# Equalizer in Java



## thomasbe (18. Dezember 2008)

Guten Morgen,

ich programmiere gerade ein MP3 Programm in Java und brauche jetzt noch einen Equalizer. Ich wollte euch mal fragen, ob jemand ne gute Bibliothek kennt mit der man so etwas realisieren kann.

Vielen Dank schonmal
Gruß Thomas


----------



## procurve (18. Dezember 2008)

Ich hatte vor ein oder zwei Jahren mal bischen mit FFT's (Fast Fourier Transformation) rumgespielt und einen kleinen Equalizer gebastelt, Beispielcode leider nicht mehr vorhanden.

Eine Bibliothek hatte ich damals aber nicht gefunden, dafür aber einige Funktionen, um FFT's performant zu berechnen. Einfach mal danach suchen. Eventuell gibt es aber mittlerweile eine Bibliothek dafür, da bin ich aber überfragt.

★ ★ ★ ★

Kurze Aufgabe 1
Filtere aus der Liste unten jede Zeile heraus, die das Wort „brown“ enthält, und gib diese Zeilen wieder. Groß- und Kleinschreibung sind dabei zu beachten.

Datensatzeinträge
★ ★ ★ ★

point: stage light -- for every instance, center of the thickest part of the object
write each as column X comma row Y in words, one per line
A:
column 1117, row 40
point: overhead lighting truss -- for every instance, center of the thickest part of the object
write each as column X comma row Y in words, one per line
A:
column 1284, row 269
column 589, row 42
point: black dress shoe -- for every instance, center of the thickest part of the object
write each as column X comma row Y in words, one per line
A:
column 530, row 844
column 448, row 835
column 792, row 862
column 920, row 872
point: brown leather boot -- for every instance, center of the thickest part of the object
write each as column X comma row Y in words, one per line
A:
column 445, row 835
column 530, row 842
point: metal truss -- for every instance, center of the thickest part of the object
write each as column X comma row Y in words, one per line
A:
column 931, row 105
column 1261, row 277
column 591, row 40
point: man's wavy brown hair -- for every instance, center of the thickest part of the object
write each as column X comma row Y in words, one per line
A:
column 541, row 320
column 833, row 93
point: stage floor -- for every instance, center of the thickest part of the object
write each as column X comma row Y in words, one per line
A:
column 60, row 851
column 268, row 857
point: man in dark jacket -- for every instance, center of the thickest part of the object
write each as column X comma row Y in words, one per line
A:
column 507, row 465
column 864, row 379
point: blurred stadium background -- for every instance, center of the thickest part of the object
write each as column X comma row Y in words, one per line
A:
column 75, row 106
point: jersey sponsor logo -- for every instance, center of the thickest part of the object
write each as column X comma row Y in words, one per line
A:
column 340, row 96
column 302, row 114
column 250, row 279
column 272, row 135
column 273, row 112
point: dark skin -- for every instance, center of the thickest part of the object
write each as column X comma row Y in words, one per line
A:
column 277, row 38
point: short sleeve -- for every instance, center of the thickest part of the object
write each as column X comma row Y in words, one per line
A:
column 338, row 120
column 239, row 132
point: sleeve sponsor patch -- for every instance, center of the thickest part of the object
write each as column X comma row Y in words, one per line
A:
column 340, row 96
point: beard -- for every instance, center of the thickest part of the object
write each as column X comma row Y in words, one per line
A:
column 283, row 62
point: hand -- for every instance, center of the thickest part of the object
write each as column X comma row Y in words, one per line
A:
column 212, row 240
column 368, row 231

★ ★ ★ ★

Kurze Aufgabe 2
Führe den Forumsthread über einen Equalizer in Java oben fort und beginne direkt nach seinem letzten Satz.

Endgültige Antwort 1
point: brown leather boot -- for every instance, center of the thickest part of the object
point: man's wavy brown hair -- for every instance, center of the thickest part of the object

Endgültige Antwort 2
----------



## thomasbe (18. Dezember 2008)

Dankeschön procurve für deinen Tipp.

Also zu dem Thema Fast Fourier Transformation habe ich hier einmal eine sehr gute Seite gefunden:
http://www.developer.com/java/other/article.php/3457251#A_Sample_Program
Das meintest du doch, oder ?


----------



## procurve (18. Dezember 2008)

Ja, genau das meinte ich.
Man findet auch relativ shcnell Implementierungen des Algorithmus im Netz.

Viel Erfolg beim Umsetzen!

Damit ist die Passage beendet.